▸ **Provided text**
*****
Fitzsimons, an NFL fan, has kept an eye out on the pair. Kindle (right) was drafted by Baltimore Ravens the following year, but a head injury meant he only lasted two years. Houston is still with the Chicago Bears, with whom he signed a $35 million five-year contract although two cruciate injuries has curtailed his influence.

‘But Austin was a great town. They have festivals like South by Southwest and the City Limits, which are world-famous. And we played a bit of ball, too.’

Fitzsimons came home from Texas, the travel bug quelled, and a determinat­ion to prove to Gilroy that he should be a Dublin footballer. The manager was receptive to new talent, considerin­g what had happened the previous summer and by the 2010 Championsh­ip, Fitzsimons was a first-choice cornerback, often tasked with picking up the opposition’s danger man.

Indeed, his first major Championsh­ip test in Croke Park came in 2010 when Dublin faced Tyrone and he got up close and personal with Owen Mulligan in the All-Ireland quarter-final.

‘It was a massive thing for me, I had just been in the Dublin team a few months, and was asked to mark Owen Mulligan, a great challenge. I got to mark him in 2011 again.

‘You get a lot of self-belief and would have learned a lot from marking him, especially in 2010 because he was very good that day. He is a top-quality forward and you just pick up things from marking him. It was a great experience in my first year with Dublin, to mark someone of that quality, someone you watched, growing up.’

In those early years in the Dublin team, Fitzsimons’ journey to training was a bit quieter. He was the only Cuala man on the panel and had to arrange a lift with Eoghan O’Gara and Rory O’Carroll, who were on the same side of the city.
*****
▸ **What you need to do**
Could you continue the piece on Fitzsimons's Dublin football career, picking up right after its last sentence?
*****
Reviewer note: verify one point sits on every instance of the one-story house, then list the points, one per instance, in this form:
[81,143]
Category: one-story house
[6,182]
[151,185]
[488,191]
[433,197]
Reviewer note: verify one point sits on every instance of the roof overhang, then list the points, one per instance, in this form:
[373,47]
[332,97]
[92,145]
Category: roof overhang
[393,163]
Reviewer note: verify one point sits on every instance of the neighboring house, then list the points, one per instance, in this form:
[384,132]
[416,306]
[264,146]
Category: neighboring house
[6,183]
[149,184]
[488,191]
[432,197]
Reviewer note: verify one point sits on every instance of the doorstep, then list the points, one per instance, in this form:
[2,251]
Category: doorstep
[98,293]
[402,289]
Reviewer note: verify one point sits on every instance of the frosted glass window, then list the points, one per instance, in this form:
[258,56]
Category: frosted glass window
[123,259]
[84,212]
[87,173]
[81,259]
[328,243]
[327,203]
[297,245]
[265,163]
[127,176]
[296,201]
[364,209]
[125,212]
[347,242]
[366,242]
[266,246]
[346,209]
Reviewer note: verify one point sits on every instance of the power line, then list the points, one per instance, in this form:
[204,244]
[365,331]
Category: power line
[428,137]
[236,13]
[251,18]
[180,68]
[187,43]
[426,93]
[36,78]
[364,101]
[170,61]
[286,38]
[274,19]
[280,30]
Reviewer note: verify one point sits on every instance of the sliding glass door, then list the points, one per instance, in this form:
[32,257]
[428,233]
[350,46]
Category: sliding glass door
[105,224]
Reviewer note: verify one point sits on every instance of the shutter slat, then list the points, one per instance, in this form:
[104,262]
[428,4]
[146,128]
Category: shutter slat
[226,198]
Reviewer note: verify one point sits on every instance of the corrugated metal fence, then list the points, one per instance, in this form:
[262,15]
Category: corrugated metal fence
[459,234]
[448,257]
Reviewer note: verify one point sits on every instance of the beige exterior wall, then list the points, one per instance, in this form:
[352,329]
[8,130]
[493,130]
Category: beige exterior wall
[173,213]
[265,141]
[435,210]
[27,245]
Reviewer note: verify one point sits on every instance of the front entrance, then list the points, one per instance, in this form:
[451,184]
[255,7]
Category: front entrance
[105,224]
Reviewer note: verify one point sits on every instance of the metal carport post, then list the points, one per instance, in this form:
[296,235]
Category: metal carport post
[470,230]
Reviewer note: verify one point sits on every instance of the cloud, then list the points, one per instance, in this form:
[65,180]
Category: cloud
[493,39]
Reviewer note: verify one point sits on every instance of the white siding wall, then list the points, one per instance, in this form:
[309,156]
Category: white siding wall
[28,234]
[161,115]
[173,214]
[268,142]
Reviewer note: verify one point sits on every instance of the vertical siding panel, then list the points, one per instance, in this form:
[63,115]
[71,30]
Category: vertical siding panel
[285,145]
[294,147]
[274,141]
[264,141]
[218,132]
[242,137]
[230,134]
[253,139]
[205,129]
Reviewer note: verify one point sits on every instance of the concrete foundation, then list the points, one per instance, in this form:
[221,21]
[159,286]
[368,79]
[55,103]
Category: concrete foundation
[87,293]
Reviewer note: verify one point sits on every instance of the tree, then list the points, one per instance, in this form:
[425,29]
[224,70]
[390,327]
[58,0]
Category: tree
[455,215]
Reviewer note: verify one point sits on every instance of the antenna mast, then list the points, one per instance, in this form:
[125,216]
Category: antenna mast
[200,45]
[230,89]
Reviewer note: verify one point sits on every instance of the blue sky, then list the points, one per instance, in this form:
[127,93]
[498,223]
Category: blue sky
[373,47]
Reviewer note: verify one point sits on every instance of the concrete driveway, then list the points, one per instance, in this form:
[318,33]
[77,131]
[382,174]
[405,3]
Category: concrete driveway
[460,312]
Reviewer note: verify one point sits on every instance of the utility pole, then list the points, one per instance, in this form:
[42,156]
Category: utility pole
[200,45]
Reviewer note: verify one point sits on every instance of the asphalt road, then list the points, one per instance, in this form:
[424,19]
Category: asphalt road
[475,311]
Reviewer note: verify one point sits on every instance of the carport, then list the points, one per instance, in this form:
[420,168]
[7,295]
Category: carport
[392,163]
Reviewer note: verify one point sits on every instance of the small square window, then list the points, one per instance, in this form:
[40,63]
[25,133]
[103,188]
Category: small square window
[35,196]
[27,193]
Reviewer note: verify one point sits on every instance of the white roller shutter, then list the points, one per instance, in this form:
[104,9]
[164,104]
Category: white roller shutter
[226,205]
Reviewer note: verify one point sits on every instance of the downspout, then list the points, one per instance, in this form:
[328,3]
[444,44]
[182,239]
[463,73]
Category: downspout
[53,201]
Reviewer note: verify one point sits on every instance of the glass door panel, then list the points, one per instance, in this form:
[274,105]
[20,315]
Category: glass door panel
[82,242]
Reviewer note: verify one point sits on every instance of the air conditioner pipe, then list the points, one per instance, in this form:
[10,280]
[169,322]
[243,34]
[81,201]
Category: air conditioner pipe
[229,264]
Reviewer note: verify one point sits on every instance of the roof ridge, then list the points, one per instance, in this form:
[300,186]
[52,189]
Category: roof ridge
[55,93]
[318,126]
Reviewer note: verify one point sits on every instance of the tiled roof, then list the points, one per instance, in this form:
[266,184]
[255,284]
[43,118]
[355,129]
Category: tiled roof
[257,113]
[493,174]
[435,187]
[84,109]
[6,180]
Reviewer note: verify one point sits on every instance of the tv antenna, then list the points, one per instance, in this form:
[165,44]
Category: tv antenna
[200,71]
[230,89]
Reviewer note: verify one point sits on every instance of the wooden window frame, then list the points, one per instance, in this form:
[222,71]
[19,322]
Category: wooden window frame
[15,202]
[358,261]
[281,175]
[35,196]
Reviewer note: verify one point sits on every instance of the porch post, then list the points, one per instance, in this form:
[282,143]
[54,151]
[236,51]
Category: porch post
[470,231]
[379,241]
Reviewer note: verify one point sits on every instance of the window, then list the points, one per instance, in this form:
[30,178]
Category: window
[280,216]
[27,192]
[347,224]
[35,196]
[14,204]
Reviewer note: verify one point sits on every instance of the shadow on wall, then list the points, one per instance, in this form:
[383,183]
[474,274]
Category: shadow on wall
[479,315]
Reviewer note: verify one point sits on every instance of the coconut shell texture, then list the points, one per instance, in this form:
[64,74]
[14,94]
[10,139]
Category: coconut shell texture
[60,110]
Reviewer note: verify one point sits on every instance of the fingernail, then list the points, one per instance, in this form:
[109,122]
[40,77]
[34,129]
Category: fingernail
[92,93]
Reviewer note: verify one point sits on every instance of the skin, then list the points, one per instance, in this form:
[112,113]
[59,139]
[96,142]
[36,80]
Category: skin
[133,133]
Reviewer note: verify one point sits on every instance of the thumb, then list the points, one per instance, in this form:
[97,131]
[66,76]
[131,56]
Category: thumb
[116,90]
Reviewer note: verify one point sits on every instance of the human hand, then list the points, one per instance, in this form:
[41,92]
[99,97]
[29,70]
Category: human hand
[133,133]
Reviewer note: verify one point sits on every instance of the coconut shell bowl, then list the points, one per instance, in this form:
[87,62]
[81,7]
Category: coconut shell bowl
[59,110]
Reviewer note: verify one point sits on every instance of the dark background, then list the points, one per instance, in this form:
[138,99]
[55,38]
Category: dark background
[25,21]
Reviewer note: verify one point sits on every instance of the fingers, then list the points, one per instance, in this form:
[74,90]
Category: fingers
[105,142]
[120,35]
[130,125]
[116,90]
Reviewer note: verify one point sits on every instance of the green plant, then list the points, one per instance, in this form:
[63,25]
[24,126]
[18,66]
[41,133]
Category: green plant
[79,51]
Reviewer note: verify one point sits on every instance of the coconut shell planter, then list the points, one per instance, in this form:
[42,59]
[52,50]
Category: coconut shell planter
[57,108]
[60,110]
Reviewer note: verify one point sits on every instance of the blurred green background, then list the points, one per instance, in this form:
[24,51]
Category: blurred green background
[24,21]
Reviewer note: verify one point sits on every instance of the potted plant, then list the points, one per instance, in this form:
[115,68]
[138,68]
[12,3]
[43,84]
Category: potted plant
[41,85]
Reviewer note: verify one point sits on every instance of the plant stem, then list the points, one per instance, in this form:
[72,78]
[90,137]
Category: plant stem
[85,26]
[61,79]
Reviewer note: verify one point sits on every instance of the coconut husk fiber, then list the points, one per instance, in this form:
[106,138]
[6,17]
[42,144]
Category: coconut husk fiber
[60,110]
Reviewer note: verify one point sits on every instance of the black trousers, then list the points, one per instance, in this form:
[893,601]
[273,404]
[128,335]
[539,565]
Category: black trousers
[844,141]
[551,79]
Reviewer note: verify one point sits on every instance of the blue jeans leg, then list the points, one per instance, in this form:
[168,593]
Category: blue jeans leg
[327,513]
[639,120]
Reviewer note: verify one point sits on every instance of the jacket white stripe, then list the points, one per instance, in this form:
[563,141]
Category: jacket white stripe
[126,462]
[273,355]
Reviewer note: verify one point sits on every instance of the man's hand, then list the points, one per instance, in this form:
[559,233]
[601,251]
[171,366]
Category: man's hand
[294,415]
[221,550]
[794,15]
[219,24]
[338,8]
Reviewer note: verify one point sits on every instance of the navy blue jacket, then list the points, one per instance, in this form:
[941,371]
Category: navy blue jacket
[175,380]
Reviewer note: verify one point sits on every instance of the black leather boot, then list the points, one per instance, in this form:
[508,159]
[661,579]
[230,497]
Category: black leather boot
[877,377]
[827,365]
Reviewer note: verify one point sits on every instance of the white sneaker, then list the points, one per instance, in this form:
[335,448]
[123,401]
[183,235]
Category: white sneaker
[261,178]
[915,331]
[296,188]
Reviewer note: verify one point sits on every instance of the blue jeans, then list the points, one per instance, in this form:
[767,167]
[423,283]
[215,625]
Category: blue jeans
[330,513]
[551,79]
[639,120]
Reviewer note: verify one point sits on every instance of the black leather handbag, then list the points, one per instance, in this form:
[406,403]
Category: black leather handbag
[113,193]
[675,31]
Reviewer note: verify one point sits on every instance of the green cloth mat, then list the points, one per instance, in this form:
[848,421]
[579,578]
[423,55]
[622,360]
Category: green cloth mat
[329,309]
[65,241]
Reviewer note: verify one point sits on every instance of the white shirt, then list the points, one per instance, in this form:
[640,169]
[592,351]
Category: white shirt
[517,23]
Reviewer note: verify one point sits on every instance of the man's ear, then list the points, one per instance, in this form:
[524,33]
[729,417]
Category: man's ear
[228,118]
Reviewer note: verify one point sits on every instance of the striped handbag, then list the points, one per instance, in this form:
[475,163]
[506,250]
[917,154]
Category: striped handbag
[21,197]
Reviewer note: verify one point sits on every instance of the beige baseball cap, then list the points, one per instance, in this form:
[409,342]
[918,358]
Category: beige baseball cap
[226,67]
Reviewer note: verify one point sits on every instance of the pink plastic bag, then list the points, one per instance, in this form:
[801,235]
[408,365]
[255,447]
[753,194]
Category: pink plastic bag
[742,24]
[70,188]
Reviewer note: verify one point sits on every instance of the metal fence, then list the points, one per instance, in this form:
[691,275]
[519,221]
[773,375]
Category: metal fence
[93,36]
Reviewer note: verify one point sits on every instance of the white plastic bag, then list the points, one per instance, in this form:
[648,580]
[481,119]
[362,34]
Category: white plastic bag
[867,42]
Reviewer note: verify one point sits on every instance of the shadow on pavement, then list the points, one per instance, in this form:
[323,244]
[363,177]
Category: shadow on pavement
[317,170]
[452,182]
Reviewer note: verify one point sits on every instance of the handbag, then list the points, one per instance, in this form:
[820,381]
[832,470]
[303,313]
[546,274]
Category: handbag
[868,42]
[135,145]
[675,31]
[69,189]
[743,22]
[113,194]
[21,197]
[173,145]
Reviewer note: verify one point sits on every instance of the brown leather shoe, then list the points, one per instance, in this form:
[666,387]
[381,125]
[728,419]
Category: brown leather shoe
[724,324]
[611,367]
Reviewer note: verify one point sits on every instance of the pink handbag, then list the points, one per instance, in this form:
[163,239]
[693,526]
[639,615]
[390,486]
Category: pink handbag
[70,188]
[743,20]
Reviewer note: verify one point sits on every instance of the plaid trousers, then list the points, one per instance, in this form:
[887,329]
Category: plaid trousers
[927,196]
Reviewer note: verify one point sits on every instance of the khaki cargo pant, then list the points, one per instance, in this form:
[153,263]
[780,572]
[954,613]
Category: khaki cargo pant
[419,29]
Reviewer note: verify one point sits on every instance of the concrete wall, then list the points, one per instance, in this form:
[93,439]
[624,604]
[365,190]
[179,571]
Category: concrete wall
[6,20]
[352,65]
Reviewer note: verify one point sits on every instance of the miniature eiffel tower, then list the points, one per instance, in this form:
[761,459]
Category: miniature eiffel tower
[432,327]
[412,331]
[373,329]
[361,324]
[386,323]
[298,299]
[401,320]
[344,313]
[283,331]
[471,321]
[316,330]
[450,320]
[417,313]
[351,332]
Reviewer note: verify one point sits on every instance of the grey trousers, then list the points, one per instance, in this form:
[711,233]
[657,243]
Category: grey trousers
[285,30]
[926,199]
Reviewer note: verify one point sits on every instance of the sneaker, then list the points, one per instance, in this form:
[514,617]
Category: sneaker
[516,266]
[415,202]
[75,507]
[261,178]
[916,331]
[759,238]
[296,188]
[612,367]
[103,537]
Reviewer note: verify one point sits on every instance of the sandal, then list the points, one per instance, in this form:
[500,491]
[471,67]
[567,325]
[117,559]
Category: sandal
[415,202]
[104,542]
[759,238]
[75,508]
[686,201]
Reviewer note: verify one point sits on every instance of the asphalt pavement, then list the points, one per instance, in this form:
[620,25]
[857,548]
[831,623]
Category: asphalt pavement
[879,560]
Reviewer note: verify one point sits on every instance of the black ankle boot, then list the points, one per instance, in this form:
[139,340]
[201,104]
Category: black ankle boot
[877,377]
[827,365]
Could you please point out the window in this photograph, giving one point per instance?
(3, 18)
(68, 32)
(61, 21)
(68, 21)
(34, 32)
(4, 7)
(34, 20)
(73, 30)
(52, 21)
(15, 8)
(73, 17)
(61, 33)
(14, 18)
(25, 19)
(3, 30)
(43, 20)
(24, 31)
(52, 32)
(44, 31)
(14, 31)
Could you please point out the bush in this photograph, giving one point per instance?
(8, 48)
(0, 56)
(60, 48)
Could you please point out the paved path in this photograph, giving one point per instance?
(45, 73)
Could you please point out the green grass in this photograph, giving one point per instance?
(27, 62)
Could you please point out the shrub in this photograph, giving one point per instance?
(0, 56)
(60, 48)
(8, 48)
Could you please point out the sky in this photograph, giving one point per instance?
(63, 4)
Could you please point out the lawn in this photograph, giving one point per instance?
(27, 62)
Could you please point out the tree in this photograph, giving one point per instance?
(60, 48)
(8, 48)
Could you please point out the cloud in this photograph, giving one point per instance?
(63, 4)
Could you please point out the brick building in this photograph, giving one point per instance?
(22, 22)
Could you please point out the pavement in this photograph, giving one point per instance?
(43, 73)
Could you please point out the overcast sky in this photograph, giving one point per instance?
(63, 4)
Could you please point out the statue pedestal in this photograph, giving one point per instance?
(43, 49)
*****
▸ **Task output**
‘There was a bit of a buzz, driving to training, because we would get a few debates going. Rory was a great man to start a debate, not about football, but about politics or anything else, referendum­s and stuff like that. There used to be good craic in the car.’

It’s a sign of how things have changed in the panel that the contingent from Dalkey has grown in the past few years. Con O’Callaghan and Mark Schutte now travel with Fitzsimons across the city, discussing the topics of the day

Although a southsider, Fitzsimons will have to get used to life on the northside of the city as the student doctor will soon begin a clinic placement in the Mater Hospital and will be joined by Roscommon footballer Niall McInerney and former Dublin hurler Colm Cronin. ‘I am still a student, I have two more years to do, of clinic placements – and I will probably spend most of it in the Mater.’

Being based in that hospital will be handy for Dublin training, and also Croke Park, if they do manage to get past Tyrone this afternoon.

A lot will depend on Fitzsimons, who is likely to mark out-and-out forward, Mark Bradley. However, since being parachuted into the team for the All-Ireland final replay last October and leaving the stadium with the man-of-thematch gong, Fitzsimons has developed into Dublin’s most reliable defender. That isn’t a surprise to those who watch club football in the capital as he has been recognised as the best man-marker in the city for years.

‘I wouldn’t be too worried about a team getting a run on us. You would be more worried about your own game. You trust the team to do their job and you just worry about who you are marking,’ he said.

‘But I have had a good run of games and when you get that, it is good, you can adapt to one or two things in your game and work on a few things.’

Despite being the best player on the pitch for the final replay against Mayo, Fitzsimons carefully deflects any praise. ‘As a corner-back, you are a product of whatever pressure is out the field. And if a corner-back gets man of the match, it usually means there is good pressure on all of their players and there is good support. It is reflective of a good team performanc­e.’

Mick Fitzsimons may have taken a road less travelled to this point, via the Dublin junior side, a summer in Austin and taken time to earn Jim Gavin’s trust, but he is following the same script as each of his team-mates.

It is all about the team. It is what has brought them this far – and may yet propel them towards greatness.